BRIEF 1: Rewrite the paragraph of the Every Monday Matters post that begins "I have to say however" as a short bulleted list, keeping its main facts.
BRIEF 2: Summarize the Every Monday Matters post in two sentences.
BRIEF 3: Write the next part of the Every Monday Matters post, picking up after its final sentence.

DOCUMENT TEXT:
Saturday, May 29, 2010

Every Monday Matters

For awhile now, our family has been participating in a program at our church on Mondays.  Each week we participate in a special project designed to show God's love in simple ways.  We have gone to visit shut-ins, made cards for the military, participated in give-aways, and so forth.  For more information on Every Monday Matters check out the link here.

Because Crash thrives on consistency, some of these projects can be a bit daunting for both of us.  Nothing is ever the same week to week except his mom and brother are also present.  Add to this, some of the social skills that are taxed while participating and if I am not careful, we could end up with a complete meltdown.

I have to say however, most of the time Crash has done VERY well.  We use social stories, scripts, and rehearsal the week leading up to the project.  I set very clear expectations for behavior as well as for what to say.  Crash always has the option to sit and watch or participate and either choice is perfectly acceptable.

This past Monday was a little different. We went to a local nursing home to share some of our favorite children's books with the residents.   We spent the week talking about expectations as well as some of the sights and sounds we would encounter.  We talked about different disabilities.  We talked about loving people regardless of the disability.  We also talked about the medical equipment and how it may seem scary at first but it was just there to help. 

Crash was excited to go.  But as soon as we got in the gathering room, I could tell things were about to go down hill.  He hid behind me and refused to come out.  Not that this is a problem, because he always has the option to watch.  After a couple minutes, he started crying.  I gave him the option to sit next to me or in a chair at the outside of the group while I read a book to one of the residents.  In the middle of the story I hear "I DON"T LIKE THEM!,"followed by very loud crying.  

Uh Oh...

Crash and I excuse ourselves from the room and head outside.  We reviewed our social stories, and then I asked him what was wrong.  He repeated, "I don't like them."  I asked why, but he couldn't answer.

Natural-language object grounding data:
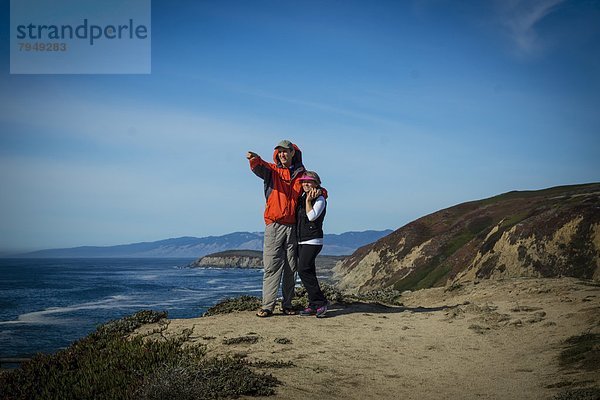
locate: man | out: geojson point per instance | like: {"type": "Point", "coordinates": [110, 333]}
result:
{"type": "Point", "coordinates": [282, 190]}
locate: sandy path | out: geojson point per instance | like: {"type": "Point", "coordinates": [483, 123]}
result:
{"type": "Point", "coordinates": [503, 344]}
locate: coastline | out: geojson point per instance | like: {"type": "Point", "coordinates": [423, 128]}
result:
{"type": "Point", "coordinates": [493, 339]}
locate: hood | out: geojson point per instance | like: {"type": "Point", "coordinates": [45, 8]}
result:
{"type": "Point", "coordinates": [296, 160]}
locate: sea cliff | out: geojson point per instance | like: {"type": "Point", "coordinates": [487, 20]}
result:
{"type": "Point", "coordinates": [231, 259]}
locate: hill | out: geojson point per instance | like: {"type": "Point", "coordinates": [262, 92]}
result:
{"type": "Point", "coordinates": [512, 339]}
{"type": "Point", "coordinates": [544, 233]}
{"type": "Point", "coordinates": [192, 247]}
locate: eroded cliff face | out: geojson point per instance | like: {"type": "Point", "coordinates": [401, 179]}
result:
{"type": "Point", "coordinates": [545, 233]}
{"type": "Point", "coordinates": [231, 259]}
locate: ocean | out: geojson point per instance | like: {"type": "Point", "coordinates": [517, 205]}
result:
{"type": "Point", "coordinates": [46, 304]}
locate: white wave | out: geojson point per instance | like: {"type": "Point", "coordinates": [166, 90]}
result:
{"type": "Point", "coordinates": [148, 277]}
{"type": "Point", "coordinates": [45, 317]}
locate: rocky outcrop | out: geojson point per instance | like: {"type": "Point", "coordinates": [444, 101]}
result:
{"type": "Point", "coordinates": [546, 233]}
{"type": "Point", "coordinates": [231, 259]}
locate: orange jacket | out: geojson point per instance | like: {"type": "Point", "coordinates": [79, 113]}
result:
{"type": "Point", "coordinates": [282, 187]}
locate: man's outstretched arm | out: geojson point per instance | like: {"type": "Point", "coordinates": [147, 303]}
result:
{"type": "Point", "coordinates": [258, 165]}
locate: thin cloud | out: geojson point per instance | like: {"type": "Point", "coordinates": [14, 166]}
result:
{"type": "Point", "coordinates": [520, 18]}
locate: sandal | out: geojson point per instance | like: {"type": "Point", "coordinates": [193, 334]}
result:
{"type": "Point", "coordinates": [264, 313]}
{"type": "Point", "coordinates": [288, 311]}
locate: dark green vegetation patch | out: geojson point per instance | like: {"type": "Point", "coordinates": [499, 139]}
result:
{"type": "Point", "coordinates": [582, 351]}
{"type": "Point", "coordinates": [108, 364]}
{"type": "Point", "coordinates": [242, 303]}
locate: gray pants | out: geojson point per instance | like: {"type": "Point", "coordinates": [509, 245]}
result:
{"type": "Point", "coordinates": [279, 256]}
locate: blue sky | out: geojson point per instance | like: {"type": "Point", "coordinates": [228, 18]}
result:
{"type": "Point", "coordinates": [403, 107]}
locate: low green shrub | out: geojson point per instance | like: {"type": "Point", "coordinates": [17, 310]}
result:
{"type": "Point", "coordinates": [108, 364]}
{"type": "Point", "coordinates": [242, 303]}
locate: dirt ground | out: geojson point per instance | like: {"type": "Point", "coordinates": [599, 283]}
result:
{"type": "Point", "coordinates": [486, 340]}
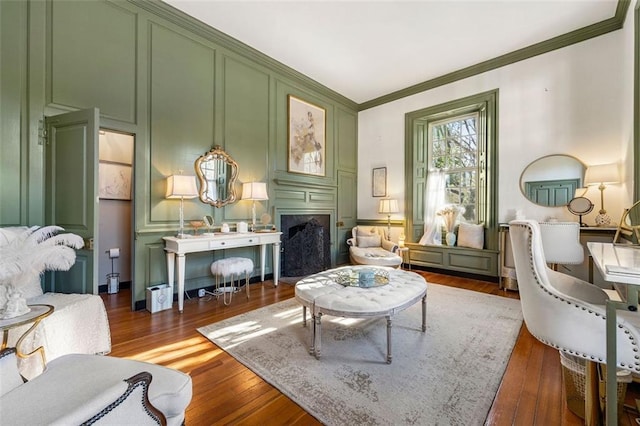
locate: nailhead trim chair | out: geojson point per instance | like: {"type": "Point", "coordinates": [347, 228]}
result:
{"type": "Point", "coordinates": [565, 312]}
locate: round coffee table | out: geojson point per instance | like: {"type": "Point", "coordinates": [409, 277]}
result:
{"type": "Point", "coordinates": [332, 292]}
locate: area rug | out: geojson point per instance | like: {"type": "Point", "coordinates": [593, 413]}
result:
{"type": "Point", "coordinates": [448, 375]}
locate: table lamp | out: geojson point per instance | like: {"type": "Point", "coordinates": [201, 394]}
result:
{"type": "Point", "coordinates": [602, 175]}
{"type": "Point", "coordinates": [254, 191]}
{"type": "Point", "coordinates": [181, 186]}
{"type": "Point", "coordinates": [388, 206]}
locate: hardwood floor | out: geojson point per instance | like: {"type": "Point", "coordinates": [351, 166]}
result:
{"type": "Point", "coordinates": [225, 392]}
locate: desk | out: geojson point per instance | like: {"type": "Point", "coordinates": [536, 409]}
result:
{"type": "Point", "coordinates": [628, 259]}
{"type": "Point", "coordinates": [177, 248]}
{"type": "Point", "coordinates": [37, 313]}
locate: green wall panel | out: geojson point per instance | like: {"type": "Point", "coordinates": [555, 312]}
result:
{"type": "Point", "coordinates": [347, 146]}
{"type": "Point", "coordinates": [12, 89]}
{"type": "Point", "coordinates": [92, 57]}
{"type": "Point", "coordinates": [181, 103]}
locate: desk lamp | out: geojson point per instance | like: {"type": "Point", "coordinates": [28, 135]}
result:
{"type": "Point", "coordinates": [601, 175]}
{"type": "Point", "coordinates": [181, 187]}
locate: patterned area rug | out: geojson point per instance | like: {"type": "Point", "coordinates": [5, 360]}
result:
{"type": "Point", "coordinates": [446, 376]}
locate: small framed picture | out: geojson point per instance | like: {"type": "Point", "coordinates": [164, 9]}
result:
{"type": "Point", "coordinates": [379, 182]}
{"type": "Point", "coordinates": [306, 148]}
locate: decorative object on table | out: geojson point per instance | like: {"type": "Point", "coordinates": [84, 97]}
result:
{"type": "Point", "coordinates": [449, 217]}
{"type": "Point", "coordinates": [440, 389]}
{"type": "Point", "coordinates": [25, 257]}
{"type": "Point", "coordinates": [629, 225]}
{"type": "Point", "coordinates": [208, 222]}
{"type": "Point", "coordinates": [306, 137]}
{"type": "Point", "coordinates": [580, 206]}
{"type": "Point", "coordinates": [181, 187]}
{"type": "Point", "coordinates": [379, 182]}
{"type": "Point", "coordinates": [602, 175]}
{"type": "Point", "coordinates": [388, 206]}
{"type": "Point", "coordinates": [196, 224]}
{"type": "Point", "coordinates": [254, 191]}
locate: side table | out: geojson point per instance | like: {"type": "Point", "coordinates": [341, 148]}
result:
{"type": "Point", "coordinates": [406, 257]}
{"type": "Point", "coordinates": [37, 313]}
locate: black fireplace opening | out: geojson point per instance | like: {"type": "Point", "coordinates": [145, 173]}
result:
{"type": "Point", "coordinates": [306, 244]}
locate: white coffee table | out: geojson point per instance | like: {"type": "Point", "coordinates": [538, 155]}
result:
{"type": "Point", "coordinates": [323, 294]}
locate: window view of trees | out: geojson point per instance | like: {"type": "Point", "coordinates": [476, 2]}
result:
{"type": "Point", "coordinates": [453, 146]}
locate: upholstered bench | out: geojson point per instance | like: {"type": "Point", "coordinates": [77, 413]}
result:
{"type": "Point", "coordinates": [231, 267]}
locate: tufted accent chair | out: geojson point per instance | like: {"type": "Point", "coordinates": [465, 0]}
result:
{"type": "Point", "coordinates": [565, 312]}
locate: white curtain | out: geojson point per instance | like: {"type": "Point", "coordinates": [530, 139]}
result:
{"type": "Point", "coordinates": [433, 201]}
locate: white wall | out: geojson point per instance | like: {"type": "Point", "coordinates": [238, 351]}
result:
{"type": "Point", "coordinates": [577, 101]}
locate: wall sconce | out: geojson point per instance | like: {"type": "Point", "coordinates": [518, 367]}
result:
{"type": "Point", "coordinates": [254, 191]}
{"type": "Point", "coordinates": [388, 206]}
{"type": "Point", "coordinates": [601, 175]}
{"type": "Point", "coordinates": [180, 186]}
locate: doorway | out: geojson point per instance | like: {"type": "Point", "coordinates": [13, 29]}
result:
{"type": "Point", "coordinates": [115, 211]}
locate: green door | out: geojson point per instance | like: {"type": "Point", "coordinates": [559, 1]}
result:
{"type": "Point", "coordinates": [71, 193]}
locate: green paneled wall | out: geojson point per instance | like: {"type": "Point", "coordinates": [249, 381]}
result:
{"type": "Point", "coordinates": [181, 88]}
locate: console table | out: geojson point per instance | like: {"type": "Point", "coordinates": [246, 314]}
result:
{"type": "Point", "coordinates": [177, 248]}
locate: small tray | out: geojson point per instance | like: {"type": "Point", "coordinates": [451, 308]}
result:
{"type": "Point", "coordinates": [351, 278]}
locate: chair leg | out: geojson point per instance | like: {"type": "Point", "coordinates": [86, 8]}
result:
{"type": "Point", "coordinates": [592, 416]}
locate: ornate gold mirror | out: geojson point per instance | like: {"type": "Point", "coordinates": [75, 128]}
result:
{"type": "Point", "coordinates": [217, 172]}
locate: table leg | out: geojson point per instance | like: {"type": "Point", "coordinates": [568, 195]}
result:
{"type": "Point", "coordinates": [612, 356]}
{"type": "Point", "coordinates": [180, 271]}
{"type": "Point", "coordinates": [424, 313]}
{"type": "Point", "coordinates": [276, 263]}
{"type": "Point", "coordinates": [317, 335]}
{"type": "Point", "coordinates": [388, 339]}
{"type": "Point", "coordinates": [263, 250]}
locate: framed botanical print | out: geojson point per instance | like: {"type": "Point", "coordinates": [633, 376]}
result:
{"type": "Point", "coordinates": [306, 139]}
{"type": "Point", "coordinates": [379, 182]}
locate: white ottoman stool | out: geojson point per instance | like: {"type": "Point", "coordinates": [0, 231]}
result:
{"type": "Point", "coordinates": [231, 267]}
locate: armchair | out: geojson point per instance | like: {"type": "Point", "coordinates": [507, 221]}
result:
{"type": "Point", "coordinates": [567, 313]}
{"type": "Point", "coordinates": [87, 389]}
{"type": "Point", "coordinates": [369, 246]}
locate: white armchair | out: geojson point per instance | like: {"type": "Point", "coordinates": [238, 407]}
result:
{"type": "Point", "coordinates": [567, 313]}
{"type": "Point", "coordinates": [369, 246]}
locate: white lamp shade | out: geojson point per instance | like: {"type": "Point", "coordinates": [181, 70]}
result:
{"type": "Point", "coordinates": [181, 186]}
{"type": "Point", "coordinates": [254, 191]}
{"type": "Point", "coordinates": [602, 173]}
{"type": "Point", "coordinates": [388, 206]}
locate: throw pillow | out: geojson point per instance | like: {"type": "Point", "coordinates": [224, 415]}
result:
{"type": "Point", "coordinates": [369, 241]}
{"type": "Point", "coordinates": [11, 378]}
{"type": "Point", "coordinates": [471, 236]}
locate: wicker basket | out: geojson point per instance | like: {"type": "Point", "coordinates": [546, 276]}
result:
{"type": "Point", "coordinates": [573, 376]}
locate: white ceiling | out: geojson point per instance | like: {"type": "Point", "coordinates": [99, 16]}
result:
{"type": "Point", "coordinates": [364, 49]}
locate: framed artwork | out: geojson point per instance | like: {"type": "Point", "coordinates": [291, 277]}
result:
{"type": "Point", "coordinates": [379, 182]}
{"type": "Point", "coordinates": [114, 182]}
{"type": "Point", "coordinates": [306, 138]}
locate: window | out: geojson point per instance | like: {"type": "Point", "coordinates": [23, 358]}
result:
{"type": "Point", "coordinates": [459, 138]}
{"type": "Point", "coordinates": [453, 148]}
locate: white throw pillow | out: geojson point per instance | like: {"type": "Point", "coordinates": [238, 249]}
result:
{"type": "Point", "coordinates": [373, 240]}
{"type": "Point", "coordinates": [471, 236]}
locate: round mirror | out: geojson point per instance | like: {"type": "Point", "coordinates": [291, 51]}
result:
{"type": "Point", "coordinates": [217, 173]}
{"type": "Point", "coordinates": [552, 180]}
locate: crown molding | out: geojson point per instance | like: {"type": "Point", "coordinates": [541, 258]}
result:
{"type": "Point", "coordinates": [564, 40]}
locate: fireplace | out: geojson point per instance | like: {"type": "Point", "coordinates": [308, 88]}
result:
{"type": "Point", "coordinates": [306, 244]}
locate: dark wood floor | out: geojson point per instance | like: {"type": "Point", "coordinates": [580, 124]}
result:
{"type": "Point", "coordinates": [225, 392]}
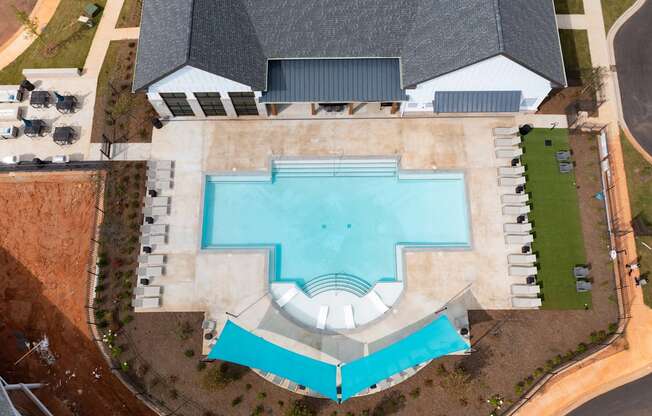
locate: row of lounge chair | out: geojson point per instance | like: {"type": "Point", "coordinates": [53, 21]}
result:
{"type": "Point", "coordinates": [518, 233]}
{"type": "Point", "coordinates": [154, 234]}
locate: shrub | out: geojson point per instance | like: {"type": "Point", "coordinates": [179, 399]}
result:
{"type": "Point", "coordinates": [415, 392]}
{"type": "Point", "coordinates": [613, 327]}
{"type": "Point", "coordinates": [299, 408]}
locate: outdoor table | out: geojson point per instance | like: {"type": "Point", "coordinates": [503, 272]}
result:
{"type": "Point", "coordinates": [63, 135]}
{"type": "Point", "coordinates": [67, 104]}
{"type": "Point", "coordinates": [34, 128]}
{"type": "Point", "coordinates": [39, 99]}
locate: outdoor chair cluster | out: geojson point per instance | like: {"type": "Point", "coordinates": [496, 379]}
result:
{"type": "Point", "coordinates": [582, 276]}
{"type": "Point", "coordinates": [11, 112]}
{"type": "Point", "coordinates": [518, 229]}
{"type": "Point", "coordinates": [154, 234]}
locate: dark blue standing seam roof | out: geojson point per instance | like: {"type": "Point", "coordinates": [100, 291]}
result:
{"type": "Point", "coordinates": [333, 80]}
{"type": "Point", "coordinates": [477, 101]}
{"type": "Point", "coordinates": [240, 346]}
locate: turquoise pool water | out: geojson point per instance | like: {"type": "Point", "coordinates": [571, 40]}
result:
{"type": "Point", "coordinates": [327, 225]}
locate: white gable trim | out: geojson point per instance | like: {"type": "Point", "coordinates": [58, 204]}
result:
{"type": "Point", "coordinates": [190, 79]}
{"type": "Point", "coordinates": [498, 73]}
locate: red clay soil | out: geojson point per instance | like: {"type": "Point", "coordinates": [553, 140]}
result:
{"type": "Point", "coordinates": [46, 227]}
{"type": "Point", "coordinates": [10, 24]}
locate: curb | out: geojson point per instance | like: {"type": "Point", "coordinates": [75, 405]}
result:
{"type": "Point", "coordinates": [611, 36]}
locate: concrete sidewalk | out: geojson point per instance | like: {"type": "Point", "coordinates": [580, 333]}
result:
{"type": "Point", "coordinates": [10, 50]}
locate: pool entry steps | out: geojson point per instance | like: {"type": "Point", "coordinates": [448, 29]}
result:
{"type": "Point", "coordinates": [346, 167]}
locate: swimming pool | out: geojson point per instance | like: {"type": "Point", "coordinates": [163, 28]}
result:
{"type": "Point", "coordinates": [320, 225]}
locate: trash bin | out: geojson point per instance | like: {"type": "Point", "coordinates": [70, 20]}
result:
{"type": "Point", "coordinates": [26, 85]}
{"type": "Point", "coordinates": [91, 9]}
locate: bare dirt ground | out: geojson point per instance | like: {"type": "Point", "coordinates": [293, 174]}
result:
{"type": "Point", "coordinates": [10, 24]}
{"type": "Point", "coordinates": [46, 225]}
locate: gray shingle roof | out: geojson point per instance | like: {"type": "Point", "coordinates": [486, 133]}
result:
{"type": "Point", "coordinates": [235, 38]}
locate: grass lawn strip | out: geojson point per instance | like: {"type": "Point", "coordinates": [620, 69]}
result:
{"type": "Point", "coordinates": [64, 43]}
{"type": "Point", "coordinates": [612, 9]}
{"type": "Point", "coordinates": [577, 57]}
{"type": "Point", "coordinates": [569, 6]}
{"type": "Point", "coordinates": [558, 242]}
{"type": "Point", "coordinates": [639, 184]}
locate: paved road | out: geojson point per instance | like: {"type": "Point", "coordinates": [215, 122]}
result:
{"type": "Point", "coordinates": [633, 49]}
{"type": "Point", "coordinates": [633, 399]}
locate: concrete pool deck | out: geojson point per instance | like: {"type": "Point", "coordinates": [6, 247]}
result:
{"type": "Point", "coordinates": [236, 282]}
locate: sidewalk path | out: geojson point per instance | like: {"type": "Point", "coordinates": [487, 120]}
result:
{"type": "Point", "coordinates": [17, 44]}
{"type": "Point", "coordinates": [594, 376]}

WRITTEN REPLY 1:
- Most of the time, Crash has done very well.
- In the week before each project, they use social stories, scripts, and rehearsal.
- Clear expectations are set for both behavior and what to say.
- Crash may either sit and watch or participate, and either choice is acceptable.

WRITTEN REPLY 2: The family takes part in Every Monday Matters, a church program of weekly projects meant to show God's love in simple ways, which can be daunting for Crash because he thrives on consistency, though with social stories, scripts, and rehearsal he has usually done very well. On a recent visit to a nursing home to share children's books, Crash hid, cried, and shouted "I don't like them!", and once outside he repeated it but could not say why.

WRITTEN REPLY 3:
I find humor a good way to help Crash recover quickly from a meltdown, so I asked...

"Did someone bite you?"

Crash: NO!

"Did someone hit you?"

Crash: No.

"Did someone spill their food all over you.?

Crash: No (small smile)

"I know, someone must have eaten your book?"

Crash: laughing No.

"Then what's wrong?

Crash: It stinks in there.

Ahhh...we had prepared for the sights, sounds, behavior, etc...but the smell...opps.  Missed one.

So I reviewed the social story about differences only I added in, some people may smell.  Even if they are smelly, we can still read books to them.  We are here to show God's love and God loves smelly people too.

Crash didn't buy into this 100%, but he was able to come back in the room and sit on my lap while we read one more book before leaving. 

Even though we had a small meltdown, this was a wonderful experience.  Crash was able to recover from a meltdown with only a little deep pressure hugs and social stories.  We will be going back to read again in a few weeks.  We will have to wait and see how that one goes.

4 comments:

  1. yup, I have been there done that! :)
    My grandfather is in a care home and when we went to visit him it was emotionally draining for me--and we were with my parents-- but then dealing with a meltdown all at the same moment was exhausting!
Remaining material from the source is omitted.